• Record list
--
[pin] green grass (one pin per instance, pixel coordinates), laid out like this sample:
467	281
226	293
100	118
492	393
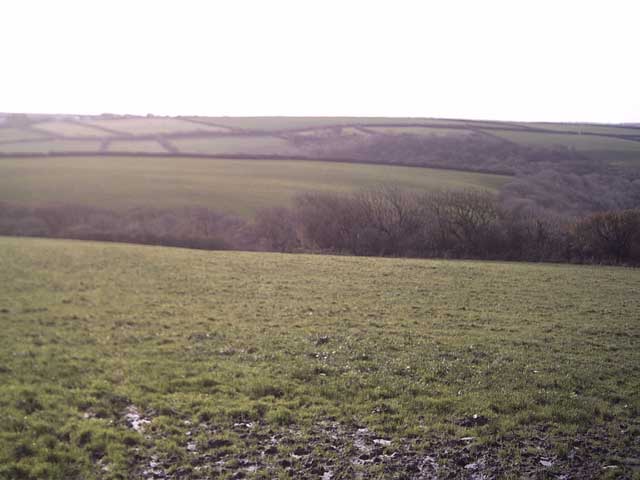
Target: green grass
151	126
264	145
577	127
235	186
71	129
226	353
438	132
147	146
292	123
45	146
8	134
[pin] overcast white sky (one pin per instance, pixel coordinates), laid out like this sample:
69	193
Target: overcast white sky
560	60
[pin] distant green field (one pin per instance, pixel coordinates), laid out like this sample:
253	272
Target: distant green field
236	186
71	129
16	134
152	126
44	146
291	123
576	127
579	142
123	362
146	146
264	145
438	132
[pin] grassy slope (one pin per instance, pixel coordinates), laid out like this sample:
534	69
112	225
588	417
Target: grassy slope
231	355
236	186
579	142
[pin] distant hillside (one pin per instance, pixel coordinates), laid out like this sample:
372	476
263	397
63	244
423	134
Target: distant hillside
554	166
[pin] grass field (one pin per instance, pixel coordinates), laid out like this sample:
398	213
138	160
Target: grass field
151	126
16	134
234	186
124	361
579	142
293	123
577	127
439	132
146	146
264	145
71	129
45	146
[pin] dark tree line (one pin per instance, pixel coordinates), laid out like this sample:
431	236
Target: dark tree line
380	222
554	178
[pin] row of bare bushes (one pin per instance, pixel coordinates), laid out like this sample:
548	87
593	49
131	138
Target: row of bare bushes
378	222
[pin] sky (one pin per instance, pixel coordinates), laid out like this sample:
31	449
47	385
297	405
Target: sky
553	60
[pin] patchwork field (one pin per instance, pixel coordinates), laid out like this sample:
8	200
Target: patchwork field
124	361
234	186
264	145
71	129
151	126
146	146
577	142
46	146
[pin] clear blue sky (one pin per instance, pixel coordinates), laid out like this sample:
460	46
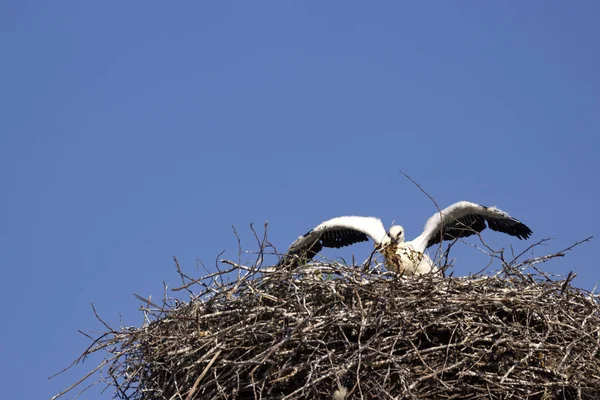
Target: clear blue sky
135	131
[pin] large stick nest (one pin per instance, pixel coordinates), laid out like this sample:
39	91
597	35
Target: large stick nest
328	330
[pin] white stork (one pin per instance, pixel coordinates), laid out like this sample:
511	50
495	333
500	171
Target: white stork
461	219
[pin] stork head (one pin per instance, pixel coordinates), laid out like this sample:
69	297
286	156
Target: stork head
396	233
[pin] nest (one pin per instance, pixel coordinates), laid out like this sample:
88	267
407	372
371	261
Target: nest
331	331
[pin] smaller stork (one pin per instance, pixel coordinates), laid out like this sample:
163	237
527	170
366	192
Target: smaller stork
461	219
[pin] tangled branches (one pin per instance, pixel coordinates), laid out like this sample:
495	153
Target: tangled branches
330	331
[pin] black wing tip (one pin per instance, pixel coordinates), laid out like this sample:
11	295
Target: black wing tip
523	231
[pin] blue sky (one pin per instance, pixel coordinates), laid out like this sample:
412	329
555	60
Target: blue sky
132	132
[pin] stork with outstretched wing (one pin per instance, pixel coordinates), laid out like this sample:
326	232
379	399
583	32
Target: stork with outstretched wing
459	220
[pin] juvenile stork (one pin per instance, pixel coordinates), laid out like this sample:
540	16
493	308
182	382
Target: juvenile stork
461	219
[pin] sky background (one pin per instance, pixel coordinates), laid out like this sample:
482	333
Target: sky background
132	132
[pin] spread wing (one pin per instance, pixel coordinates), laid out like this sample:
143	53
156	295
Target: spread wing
464	219
337	232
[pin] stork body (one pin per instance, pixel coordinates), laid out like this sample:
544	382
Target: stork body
461	219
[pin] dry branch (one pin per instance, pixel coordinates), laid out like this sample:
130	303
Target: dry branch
257	333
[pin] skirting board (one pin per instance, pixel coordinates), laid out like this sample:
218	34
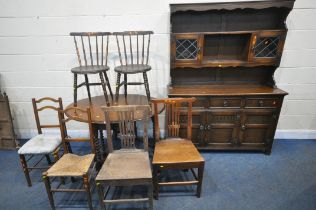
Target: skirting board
280	134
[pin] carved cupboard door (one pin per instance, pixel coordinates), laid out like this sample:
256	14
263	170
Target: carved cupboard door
222	127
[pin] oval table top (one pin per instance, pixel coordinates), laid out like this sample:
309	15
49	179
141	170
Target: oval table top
98	102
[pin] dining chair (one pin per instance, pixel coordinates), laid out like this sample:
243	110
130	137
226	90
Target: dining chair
127	166
133	49
41	144
175	152
92	54
72	165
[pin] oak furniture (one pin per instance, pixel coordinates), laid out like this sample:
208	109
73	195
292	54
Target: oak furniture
129	165
92	54
7	135
225	55
42	144
175	152
133	49
72	165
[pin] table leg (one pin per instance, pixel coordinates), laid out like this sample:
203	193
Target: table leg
98	154
152	144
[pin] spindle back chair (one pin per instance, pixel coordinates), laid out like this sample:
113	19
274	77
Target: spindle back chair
127	116
41	144
176	152
72	165
92	54
133	49
128	165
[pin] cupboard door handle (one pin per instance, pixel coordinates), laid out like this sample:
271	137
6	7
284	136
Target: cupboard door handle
225	103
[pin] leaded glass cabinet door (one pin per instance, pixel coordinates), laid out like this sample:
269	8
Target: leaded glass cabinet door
186	49
267	46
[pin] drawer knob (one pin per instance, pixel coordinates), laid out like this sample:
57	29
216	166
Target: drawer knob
225	103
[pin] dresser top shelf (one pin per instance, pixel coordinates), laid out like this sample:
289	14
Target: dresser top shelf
227	90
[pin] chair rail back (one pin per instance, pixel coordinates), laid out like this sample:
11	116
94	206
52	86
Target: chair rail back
75	114
173	109
127	47
126	117
36	110
91	47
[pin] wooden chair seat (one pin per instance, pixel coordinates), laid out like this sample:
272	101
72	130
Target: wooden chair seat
172	151
135	164
40	144
71	165
132	68
89	69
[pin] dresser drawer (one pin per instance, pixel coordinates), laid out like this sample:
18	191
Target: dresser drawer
200	102
262	102
225	102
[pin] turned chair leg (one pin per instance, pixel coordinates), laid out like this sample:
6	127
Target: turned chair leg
150	196
146	86
48	159
155	181
125	85
101	195
200	179
117	87
108	84
88	86
25	170
56	158
86	185
104	90
75	89
48	190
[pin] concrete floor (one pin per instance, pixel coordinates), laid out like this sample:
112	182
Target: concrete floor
284	180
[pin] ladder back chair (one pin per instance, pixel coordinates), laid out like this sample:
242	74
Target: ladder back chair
72	165
175	152
42	144
133	57
92	54
128	165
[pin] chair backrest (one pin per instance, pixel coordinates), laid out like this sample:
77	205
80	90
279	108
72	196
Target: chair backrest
92	48
75	114
126	117
133	46
173	109
48	107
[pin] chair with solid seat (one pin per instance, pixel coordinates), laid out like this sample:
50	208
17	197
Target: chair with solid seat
94	47
133	49
127	166
175	152
72	165
41	144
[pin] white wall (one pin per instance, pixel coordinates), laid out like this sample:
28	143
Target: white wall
36	54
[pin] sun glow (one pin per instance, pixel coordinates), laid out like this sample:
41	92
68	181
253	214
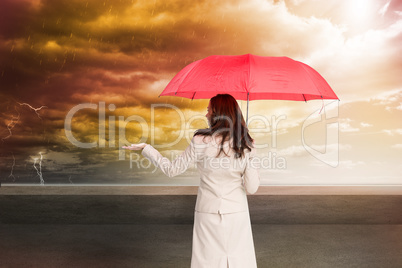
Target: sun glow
360	12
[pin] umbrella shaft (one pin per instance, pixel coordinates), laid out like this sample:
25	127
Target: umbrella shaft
247	110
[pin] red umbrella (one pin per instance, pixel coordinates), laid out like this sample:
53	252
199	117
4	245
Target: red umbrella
249	77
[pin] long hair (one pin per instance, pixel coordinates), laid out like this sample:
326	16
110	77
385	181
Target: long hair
227	121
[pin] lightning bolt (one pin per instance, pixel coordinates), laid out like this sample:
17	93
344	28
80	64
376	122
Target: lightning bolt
12	169
34	109
11	125
39	171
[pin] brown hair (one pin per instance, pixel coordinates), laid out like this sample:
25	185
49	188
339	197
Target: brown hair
227	121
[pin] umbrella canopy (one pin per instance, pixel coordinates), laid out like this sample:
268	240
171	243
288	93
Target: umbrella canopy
249	77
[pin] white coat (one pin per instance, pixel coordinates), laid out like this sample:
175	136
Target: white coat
221	211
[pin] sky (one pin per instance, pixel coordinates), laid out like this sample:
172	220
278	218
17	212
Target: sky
89	73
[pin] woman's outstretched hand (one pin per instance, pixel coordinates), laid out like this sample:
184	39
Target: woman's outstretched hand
134	147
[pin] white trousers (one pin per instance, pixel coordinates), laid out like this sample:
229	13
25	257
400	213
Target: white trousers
222	241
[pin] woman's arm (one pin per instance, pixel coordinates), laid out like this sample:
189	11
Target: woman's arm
171	169
251	174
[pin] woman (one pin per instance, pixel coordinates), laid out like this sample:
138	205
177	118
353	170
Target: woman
225	157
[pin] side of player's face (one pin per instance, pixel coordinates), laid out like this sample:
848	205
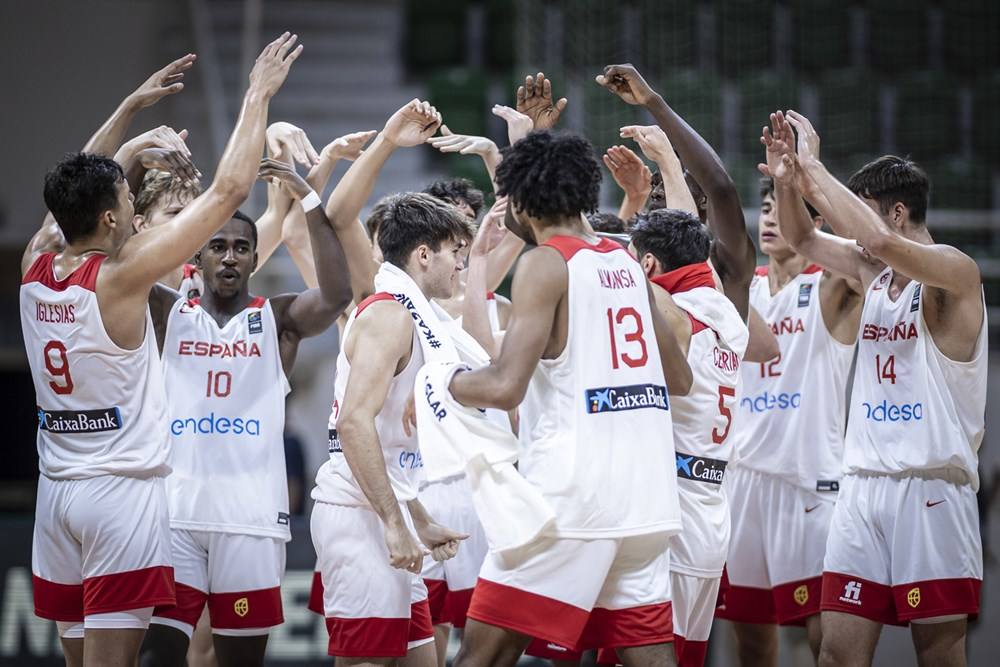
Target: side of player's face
768	234
228	259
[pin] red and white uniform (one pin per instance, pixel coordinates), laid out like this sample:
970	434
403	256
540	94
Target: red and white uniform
787	458
102	446
228	492
371	608
905	540
600	577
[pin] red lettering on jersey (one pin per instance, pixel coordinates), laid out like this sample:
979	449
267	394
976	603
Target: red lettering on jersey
787	326
617	279
55	313
726	360
901	331
199	348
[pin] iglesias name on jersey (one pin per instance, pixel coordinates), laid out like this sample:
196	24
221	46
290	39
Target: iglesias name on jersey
101	408
590	412
913	408
792	409
227	393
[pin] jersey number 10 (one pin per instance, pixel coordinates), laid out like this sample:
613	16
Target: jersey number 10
634	336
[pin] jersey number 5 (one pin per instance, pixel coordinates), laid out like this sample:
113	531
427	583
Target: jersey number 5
634	336
60	371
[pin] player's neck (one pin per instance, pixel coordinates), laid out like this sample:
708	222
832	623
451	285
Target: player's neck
782	270
224	308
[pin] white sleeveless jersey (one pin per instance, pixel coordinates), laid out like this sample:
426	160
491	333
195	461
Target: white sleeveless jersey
335	483
912	408
598	440
101	408
703	426
226	388
792	409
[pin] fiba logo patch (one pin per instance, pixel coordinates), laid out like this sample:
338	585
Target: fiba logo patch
241	607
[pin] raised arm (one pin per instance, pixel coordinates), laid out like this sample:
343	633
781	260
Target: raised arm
376	339
632	176
733	251
409	126
313	311
146	257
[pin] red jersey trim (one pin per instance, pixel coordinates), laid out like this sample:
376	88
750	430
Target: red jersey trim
377	296
570	245
84	276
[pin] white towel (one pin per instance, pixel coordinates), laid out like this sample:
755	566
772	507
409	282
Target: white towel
718	313
512	510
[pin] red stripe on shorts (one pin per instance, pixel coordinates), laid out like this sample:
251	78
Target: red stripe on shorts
635	626
528	613
58	602
246	609
937	597
859	597
190	604
148	587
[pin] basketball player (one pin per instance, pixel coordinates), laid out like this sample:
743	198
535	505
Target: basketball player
579	586
789	444
226	357
904	544
367	511
103	431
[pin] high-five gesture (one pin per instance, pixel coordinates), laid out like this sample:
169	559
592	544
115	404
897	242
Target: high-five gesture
271	67
166	81
534	99
626	82
412	125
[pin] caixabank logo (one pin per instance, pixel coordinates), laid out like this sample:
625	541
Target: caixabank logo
628	397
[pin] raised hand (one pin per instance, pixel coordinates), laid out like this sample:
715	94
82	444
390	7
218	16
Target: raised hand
348	147
626	82
534	99
283	175
629	171
491	230
272	65
412	125
653	142
166	81
286	141
465	144
518	125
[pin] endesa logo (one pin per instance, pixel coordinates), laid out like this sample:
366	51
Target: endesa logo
767	401
215	425
892	412
629	397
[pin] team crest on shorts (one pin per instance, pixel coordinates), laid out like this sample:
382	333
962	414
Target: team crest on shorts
241	607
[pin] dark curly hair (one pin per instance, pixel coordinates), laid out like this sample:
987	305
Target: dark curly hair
78	189
411	219
456	191
892	179
674	237
550	175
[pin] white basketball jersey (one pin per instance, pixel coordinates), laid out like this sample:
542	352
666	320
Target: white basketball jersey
101	409
792	408
227	417
703	424
598	438
335	483
912	408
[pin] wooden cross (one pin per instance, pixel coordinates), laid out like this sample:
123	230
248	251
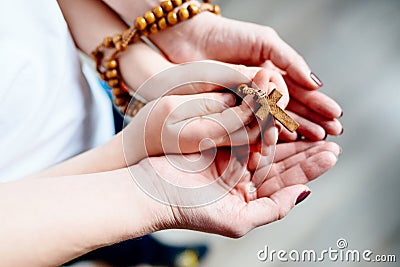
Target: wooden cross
269	105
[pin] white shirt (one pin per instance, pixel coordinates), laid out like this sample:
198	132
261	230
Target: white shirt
48	113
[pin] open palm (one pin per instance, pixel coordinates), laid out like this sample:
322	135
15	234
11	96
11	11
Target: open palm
219	197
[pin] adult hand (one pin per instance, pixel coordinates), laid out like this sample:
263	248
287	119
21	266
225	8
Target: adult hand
196	122
238	42
241	209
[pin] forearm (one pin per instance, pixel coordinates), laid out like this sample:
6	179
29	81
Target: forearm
50	221
90	21
107	157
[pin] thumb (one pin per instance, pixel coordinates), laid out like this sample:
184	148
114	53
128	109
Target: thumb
267	210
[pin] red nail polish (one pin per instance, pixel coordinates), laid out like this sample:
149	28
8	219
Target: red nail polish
302	196
316	79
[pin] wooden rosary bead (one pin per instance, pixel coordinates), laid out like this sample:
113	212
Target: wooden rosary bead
162	24
119	101
183	14
176	3
172	18
112	64
97	54
158	12
108	42
193	10
153	21
153	29
140	23
149	17
118	92
216	10
121	46
117	38
123	109
167	6
113	83
110	74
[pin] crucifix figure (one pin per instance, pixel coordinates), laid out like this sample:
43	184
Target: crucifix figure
269	105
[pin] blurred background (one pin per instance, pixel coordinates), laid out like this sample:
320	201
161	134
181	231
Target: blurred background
354	47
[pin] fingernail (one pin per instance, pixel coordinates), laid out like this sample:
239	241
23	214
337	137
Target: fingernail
316	79
229	99
302	196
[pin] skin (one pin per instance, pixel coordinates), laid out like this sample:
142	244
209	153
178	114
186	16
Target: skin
93	200
93	210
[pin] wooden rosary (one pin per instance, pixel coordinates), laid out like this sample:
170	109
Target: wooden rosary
168	13
269	105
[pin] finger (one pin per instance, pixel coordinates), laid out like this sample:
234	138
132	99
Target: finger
287	59
181	108
314	100
301	173
308	129
262	167
267	80
266	210
286	136
331	126
286	150
283	165
225	128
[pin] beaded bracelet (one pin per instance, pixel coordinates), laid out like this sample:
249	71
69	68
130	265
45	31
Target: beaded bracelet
151	22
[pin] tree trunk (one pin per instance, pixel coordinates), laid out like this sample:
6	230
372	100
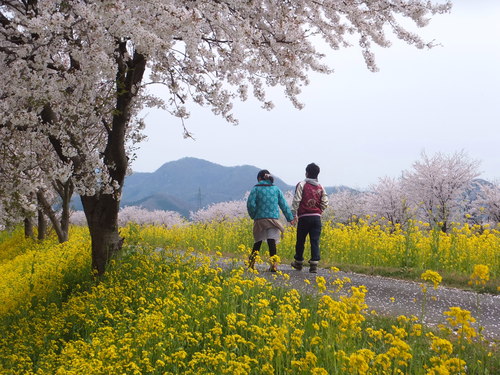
--
How many lines in the rows above contain the string "tangled"? Reply with the number alone.

2